# WHAT TO PRODUCE
Could you put the lines of the entries below into a JSON list of strings, one string per line with blank lines left out, starting at the line that contains "Task: Q: Indicate the wall" and ending at the last line of the entries?

# SUPPLIED RECORDS
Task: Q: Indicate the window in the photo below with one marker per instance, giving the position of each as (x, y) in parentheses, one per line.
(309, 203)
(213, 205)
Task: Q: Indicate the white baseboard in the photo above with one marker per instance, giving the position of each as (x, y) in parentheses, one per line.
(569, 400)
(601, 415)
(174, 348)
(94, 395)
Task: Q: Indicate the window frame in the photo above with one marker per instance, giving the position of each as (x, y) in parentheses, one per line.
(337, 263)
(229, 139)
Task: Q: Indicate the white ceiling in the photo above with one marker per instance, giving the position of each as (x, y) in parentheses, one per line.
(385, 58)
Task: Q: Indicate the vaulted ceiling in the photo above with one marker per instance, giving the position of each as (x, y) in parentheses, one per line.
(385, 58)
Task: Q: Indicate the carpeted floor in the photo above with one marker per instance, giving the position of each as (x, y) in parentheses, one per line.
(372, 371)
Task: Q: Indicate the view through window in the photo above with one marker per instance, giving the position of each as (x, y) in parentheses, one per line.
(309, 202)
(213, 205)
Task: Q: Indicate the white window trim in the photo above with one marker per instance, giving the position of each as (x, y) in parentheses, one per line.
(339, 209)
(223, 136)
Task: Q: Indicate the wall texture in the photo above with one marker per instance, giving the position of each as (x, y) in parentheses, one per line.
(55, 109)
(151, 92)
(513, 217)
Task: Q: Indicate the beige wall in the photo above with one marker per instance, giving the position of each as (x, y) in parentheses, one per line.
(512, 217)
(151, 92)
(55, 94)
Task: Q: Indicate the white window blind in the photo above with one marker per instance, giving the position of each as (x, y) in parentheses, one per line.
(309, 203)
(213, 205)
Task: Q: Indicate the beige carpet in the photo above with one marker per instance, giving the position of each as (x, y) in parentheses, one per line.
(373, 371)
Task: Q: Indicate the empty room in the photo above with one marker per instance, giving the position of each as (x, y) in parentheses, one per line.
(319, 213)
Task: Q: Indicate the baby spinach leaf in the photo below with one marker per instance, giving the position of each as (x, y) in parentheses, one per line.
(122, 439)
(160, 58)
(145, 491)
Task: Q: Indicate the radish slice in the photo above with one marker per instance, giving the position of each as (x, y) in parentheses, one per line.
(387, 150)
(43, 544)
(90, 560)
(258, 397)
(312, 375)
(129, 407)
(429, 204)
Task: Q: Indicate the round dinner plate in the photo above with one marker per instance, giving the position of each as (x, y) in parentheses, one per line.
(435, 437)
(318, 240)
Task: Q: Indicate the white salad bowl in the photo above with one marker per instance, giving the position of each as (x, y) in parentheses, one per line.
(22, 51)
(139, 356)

# EXERCISE RESPONSE
[
  "Task: Q: Indicate the wall texture in the photo above with one marker per instance, giving the position of each as (x, y) in parentheses, one per line.",
  "(55, 109)",
  "(151, 92)",
  "(513, 217)",
  "Task: Q: Indicate the beige wall in the photo above with one marker per instance, giving the position of each as (x, y) in parentheses, one per line.",
  "(512, 217)",
  "(151, 92)",
  "(55, 94)",
  "Task: Q: Indicate the white window blind in the photo above with one marker per instance, giving the position of each as (x, y) in parentheses, one per line.",
  "(309, 203)",
  "(213, 205)",
  "Task: Q: Indicate the beige carpet in the photo above with one marker per instance, giving the position of each as (x, y) in parentheses, one per line.",
  "(373, 371)",
  "Task: Q: Indicate the empty room in the photo above with one marker per instance, giving the position of each as (x, y) in parentheses, one per line.",
  "(319, 213)",
  "Task: Q: Indicate the baby spinach leaf in the photo below with one marker per instance, giving the position of each as (x, y) in parentheses, one per line.",
  "(122, 439)",
  "(160, 58)",
  "(145, 491)",
  "Task: Q: Indicate the radish slice in the photo above with one marker per instance, giving the position of each as (x, y) in parentheses, one per line.",
  "(387, 150)",
  "(43, 544)",
  "(90, 560)",
  "(258, 397)",
  "(312, 375)",
  "(129, 407)",
  "(429, 204)",
  "Task: Q: Indicate the round dinner plate in the photo above with one marker per instance, giving the position of each as (x, y) in parentheses, one per line.",
  "(435, 437)",
  "(318, 240)",
  "Task: Q: Indicate the white salad bowl in the photo above with one marker per instance, giving the position of each as (x, y) in parentheses, one per line.",
  "(22, 51)",
  "(139, 356)"
]